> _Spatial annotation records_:
- - - -
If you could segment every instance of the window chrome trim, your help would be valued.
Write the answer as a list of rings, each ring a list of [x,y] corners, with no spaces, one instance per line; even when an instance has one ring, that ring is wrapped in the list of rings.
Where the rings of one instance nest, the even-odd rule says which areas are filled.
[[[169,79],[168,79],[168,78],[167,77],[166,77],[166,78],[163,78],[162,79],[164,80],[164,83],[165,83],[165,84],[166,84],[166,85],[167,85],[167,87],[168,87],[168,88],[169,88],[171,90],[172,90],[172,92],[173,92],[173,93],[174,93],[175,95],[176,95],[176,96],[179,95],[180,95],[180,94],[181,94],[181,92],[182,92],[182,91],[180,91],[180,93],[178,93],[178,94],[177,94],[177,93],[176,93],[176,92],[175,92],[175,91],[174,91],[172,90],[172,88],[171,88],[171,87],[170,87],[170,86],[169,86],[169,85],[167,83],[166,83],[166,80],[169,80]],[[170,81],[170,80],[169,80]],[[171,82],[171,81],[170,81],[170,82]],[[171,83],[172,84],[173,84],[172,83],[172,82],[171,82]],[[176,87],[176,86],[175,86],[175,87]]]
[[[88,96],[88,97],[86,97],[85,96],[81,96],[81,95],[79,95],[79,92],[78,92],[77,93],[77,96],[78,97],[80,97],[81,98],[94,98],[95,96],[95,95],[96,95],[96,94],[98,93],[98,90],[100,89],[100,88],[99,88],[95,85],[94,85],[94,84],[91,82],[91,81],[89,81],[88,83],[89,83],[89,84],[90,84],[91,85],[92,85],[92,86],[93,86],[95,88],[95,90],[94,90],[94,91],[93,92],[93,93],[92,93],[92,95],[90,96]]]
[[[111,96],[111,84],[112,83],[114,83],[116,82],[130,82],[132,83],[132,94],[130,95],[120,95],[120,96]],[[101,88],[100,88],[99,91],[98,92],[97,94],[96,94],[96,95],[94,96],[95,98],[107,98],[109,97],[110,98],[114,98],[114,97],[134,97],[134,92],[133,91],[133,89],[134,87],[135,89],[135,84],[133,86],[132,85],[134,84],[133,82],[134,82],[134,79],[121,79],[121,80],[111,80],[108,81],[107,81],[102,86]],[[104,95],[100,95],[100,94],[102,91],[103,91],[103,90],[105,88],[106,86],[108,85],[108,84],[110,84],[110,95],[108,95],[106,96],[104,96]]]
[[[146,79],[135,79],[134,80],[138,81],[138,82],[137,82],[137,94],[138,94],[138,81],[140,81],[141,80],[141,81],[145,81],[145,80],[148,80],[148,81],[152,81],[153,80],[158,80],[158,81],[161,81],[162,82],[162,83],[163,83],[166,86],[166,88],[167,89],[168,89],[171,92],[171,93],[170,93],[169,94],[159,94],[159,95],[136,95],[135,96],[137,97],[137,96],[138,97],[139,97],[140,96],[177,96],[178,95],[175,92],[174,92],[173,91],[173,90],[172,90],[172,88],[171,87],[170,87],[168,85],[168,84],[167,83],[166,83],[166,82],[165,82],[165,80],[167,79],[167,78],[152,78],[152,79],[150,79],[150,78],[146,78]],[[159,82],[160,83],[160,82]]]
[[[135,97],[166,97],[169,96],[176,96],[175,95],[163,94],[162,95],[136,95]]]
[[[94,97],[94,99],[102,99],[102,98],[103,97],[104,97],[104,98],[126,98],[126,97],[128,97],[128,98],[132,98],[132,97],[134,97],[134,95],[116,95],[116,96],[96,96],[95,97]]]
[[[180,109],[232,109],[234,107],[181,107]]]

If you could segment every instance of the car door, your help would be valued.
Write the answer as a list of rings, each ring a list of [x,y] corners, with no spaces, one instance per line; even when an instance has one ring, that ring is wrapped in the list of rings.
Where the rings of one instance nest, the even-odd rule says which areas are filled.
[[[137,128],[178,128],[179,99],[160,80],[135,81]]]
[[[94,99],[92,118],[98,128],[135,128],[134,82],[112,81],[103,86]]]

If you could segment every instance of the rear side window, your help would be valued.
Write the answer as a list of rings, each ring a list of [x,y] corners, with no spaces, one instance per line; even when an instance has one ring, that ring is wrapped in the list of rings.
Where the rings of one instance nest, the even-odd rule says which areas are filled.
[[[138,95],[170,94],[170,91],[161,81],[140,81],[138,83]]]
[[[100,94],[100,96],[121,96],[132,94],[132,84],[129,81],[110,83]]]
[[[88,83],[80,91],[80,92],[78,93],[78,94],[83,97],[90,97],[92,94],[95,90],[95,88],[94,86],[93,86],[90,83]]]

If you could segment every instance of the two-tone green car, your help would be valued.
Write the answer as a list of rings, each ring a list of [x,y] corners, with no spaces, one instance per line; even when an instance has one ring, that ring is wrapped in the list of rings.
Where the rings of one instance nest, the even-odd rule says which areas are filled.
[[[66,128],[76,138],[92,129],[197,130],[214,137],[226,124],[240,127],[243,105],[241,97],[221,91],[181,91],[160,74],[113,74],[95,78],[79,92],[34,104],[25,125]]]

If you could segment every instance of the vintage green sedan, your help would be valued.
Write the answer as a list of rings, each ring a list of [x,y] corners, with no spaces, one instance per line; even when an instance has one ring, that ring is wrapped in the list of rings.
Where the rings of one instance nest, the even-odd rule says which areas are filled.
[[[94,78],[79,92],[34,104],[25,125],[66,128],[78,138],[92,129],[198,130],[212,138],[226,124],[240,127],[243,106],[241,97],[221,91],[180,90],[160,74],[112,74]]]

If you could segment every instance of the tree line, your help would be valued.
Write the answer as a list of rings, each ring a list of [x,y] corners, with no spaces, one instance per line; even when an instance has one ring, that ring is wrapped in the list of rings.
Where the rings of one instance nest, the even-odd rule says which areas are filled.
- - - -
Repeat exactly, and only, the lines from the line containing "If you could segment every instance of the tree" through the last line of the records above, both included.

> _Output of the task_:
If you could segment every instance of the tree line, your help would be valued.
Write the answer as a list of rings, each ring a list of [x,y] corners, with no spaces, one instance per line; even when an instance has one ring, that ring is wrapped in the list of rings.
Where the rings of one instance nest, the even-odd rule says which areas are filled.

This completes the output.